__Set task__
Write out the records word for word, beginning at the line that has "81, row 343." and stopping after their last line.

__Listed records__

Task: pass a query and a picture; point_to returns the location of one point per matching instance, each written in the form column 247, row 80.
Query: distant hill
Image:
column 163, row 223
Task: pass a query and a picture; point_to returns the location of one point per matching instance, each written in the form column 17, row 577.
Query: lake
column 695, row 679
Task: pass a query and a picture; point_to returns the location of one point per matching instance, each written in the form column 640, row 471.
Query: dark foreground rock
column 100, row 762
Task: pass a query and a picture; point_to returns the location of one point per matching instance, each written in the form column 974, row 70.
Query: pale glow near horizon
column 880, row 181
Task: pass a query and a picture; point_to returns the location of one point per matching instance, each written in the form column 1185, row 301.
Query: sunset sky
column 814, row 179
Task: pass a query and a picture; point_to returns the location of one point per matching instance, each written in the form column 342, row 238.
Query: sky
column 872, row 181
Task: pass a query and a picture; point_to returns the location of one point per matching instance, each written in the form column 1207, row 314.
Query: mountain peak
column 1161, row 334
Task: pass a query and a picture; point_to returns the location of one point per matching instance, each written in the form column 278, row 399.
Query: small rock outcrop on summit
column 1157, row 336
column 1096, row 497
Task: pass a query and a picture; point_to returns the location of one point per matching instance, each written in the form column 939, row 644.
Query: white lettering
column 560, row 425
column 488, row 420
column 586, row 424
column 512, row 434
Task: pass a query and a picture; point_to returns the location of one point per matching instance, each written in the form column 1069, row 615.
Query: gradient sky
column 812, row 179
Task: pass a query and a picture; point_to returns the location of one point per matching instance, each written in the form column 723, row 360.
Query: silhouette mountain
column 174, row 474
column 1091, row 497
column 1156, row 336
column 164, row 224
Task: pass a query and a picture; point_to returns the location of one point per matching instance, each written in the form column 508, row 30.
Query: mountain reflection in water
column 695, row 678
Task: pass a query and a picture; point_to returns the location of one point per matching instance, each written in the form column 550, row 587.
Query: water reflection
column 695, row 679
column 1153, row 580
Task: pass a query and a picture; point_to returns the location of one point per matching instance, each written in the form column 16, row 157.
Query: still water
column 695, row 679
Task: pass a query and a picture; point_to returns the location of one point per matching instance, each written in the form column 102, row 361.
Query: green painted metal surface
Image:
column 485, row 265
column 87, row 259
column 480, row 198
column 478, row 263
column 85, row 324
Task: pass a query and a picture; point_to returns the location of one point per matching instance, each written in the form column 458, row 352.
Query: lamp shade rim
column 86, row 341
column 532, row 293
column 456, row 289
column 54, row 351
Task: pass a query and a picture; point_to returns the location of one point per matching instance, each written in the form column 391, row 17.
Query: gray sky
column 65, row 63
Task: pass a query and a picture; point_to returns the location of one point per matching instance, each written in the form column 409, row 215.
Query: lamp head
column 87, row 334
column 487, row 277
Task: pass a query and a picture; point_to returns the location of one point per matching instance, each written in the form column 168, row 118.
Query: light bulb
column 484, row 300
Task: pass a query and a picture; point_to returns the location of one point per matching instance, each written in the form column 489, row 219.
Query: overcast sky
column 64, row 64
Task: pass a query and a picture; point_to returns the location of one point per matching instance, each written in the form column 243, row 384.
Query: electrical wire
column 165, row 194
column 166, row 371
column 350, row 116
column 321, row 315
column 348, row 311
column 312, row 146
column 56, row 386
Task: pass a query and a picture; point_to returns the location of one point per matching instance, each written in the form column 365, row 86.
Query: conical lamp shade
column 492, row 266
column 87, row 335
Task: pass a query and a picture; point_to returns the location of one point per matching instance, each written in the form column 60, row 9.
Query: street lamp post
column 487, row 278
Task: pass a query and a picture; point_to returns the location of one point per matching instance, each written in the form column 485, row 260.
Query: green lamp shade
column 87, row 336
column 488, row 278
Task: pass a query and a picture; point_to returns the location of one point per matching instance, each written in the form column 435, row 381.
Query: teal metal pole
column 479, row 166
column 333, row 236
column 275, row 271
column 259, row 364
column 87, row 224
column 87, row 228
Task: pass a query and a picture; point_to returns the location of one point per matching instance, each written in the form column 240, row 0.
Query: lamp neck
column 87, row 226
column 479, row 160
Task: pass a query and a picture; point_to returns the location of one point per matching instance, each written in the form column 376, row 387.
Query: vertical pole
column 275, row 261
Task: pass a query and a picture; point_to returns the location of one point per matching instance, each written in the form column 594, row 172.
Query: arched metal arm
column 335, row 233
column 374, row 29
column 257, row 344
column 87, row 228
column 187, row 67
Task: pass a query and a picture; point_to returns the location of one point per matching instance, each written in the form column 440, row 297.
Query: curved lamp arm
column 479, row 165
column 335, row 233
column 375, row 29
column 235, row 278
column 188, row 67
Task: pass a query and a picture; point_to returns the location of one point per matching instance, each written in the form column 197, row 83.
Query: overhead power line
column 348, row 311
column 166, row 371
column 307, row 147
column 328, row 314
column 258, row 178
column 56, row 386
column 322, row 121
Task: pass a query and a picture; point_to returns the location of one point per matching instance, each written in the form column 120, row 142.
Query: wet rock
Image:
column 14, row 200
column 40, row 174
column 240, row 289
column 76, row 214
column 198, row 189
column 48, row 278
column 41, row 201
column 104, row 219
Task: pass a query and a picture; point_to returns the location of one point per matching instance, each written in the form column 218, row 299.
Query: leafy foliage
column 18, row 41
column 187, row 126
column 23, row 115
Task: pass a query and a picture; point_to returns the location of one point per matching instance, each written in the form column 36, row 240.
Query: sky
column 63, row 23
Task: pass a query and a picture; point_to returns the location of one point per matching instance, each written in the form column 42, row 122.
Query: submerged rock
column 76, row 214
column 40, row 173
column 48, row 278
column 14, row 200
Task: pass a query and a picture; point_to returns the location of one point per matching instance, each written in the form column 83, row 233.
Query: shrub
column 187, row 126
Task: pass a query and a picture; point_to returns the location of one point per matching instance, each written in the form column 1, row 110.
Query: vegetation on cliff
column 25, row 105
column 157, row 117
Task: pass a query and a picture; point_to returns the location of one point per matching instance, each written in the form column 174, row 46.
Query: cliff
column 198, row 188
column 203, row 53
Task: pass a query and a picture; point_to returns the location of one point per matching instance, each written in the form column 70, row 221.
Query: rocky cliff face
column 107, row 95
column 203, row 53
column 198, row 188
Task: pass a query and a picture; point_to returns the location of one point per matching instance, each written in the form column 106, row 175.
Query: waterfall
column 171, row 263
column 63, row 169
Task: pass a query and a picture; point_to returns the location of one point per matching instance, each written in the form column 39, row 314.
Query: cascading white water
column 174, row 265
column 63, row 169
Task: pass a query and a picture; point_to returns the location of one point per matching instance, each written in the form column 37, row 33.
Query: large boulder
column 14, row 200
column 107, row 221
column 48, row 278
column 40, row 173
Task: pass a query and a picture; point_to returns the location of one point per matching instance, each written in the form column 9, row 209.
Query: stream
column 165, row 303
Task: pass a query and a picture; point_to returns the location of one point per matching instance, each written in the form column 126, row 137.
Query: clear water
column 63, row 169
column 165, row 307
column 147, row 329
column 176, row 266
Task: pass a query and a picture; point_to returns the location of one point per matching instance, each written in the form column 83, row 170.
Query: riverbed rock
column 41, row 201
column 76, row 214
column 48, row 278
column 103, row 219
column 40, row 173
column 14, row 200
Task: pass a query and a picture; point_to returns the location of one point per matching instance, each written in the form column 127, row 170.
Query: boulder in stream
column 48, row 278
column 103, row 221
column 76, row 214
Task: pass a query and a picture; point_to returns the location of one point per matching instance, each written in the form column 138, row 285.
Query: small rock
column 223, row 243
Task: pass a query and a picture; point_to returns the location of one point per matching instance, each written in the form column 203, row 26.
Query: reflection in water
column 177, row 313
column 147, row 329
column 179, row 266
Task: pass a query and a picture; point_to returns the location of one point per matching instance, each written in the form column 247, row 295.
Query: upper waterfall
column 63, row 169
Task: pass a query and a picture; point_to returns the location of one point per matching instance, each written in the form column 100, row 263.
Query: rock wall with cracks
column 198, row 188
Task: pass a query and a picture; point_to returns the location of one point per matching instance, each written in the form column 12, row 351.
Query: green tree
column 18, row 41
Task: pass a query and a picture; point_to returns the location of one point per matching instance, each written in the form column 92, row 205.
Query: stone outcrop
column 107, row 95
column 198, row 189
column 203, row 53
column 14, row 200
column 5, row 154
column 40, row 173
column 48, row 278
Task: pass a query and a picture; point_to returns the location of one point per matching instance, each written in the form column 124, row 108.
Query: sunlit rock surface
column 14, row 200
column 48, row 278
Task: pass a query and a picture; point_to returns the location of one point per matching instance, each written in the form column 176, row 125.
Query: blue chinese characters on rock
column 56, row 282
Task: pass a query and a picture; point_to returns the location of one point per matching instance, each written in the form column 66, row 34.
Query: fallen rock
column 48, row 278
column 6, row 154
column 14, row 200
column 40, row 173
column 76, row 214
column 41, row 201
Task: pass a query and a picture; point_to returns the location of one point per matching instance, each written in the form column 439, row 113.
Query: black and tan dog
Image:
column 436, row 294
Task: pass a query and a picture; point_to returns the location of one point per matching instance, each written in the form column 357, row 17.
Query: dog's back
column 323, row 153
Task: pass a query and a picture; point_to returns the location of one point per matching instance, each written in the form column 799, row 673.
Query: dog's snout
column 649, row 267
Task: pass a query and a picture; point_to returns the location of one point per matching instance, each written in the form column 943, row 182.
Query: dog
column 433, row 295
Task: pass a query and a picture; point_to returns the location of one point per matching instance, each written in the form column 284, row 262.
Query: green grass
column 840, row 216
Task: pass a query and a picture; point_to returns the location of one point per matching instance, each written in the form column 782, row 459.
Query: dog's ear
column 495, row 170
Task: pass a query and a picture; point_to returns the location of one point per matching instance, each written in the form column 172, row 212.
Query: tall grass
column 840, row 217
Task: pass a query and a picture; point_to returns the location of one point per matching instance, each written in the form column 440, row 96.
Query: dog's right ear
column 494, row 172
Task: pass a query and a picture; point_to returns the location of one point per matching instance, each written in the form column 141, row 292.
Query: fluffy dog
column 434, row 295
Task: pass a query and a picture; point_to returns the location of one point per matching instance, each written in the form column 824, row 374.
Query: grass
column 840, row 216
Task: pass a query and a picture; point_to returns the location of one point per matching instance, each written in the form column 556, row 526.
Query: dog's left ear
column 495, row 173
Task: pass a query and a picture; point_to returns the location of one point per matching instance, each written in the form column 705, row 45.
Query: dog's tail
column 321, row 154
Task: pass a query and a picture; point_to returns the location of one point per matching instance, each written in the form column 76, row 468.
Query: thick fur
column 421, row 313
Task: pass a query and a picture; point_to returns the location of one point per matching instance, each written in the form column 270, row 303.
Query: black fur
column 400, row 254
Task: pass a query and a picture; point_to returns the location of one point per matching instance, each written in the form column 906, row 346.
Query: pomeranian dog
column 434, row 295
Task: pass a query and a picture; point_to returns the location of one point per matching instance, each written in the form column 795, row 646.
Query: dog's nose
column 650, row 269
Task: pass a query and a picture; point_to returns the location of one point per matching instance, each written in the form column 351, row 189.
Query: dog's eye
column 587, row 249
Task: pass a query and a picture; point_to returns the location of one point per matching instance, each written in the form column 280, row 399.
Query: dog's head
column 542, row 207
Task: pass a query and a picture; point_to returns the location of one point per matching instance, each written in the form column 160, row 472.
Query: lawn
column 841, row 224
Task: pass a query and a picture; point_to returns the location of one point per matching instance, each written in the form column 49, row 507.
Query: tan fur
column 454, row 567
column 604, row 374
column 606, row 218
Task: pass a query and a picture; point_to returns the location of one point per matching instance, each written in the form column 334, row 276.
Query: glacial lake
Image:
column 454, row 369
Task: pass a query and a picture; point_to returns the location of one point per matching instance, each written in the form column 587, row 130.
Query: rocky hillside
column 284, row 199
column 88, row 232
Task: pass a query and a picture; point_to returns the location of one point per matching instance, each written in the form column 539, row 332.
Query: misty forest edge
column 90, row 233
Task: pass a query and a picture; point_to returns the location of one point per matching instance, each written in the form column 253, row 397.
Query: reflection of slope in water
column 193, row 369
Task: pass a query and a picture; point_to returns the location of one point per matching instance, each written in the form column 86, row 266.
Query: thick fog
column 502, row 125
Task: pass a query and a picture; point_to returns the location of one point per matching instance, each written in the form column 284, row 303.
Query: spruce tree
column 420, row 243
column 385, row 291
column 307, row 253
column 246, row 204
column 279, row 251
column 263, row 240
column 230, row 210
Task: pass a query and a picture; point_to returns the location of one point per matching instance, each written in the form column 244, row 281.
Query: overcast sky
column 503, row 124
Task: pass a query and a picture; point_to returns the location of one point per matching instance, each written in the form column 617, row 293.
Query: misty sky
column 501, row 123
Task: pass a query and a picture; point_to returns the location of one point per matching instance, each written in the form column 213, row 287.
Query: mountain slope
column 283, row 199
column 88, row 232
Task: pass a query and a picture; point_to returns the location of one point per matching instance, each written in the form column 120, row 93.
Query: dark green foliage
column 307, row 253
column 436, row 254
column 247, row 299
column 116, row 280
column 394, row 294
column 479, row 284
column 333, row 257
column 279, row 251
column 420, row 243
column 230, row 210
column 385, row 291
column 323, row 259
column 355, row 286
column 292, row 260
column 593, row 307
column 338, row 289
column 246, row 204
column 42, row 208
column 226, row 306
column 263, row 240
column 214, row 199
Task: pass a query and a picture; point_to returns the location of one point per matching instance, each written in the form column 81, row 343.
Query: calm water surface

__Response for this exercise__
Task: pass a query and a picture; point_to returns the location of one point per matching instance, each written in the form column 81, row 343.
Query: calm water surface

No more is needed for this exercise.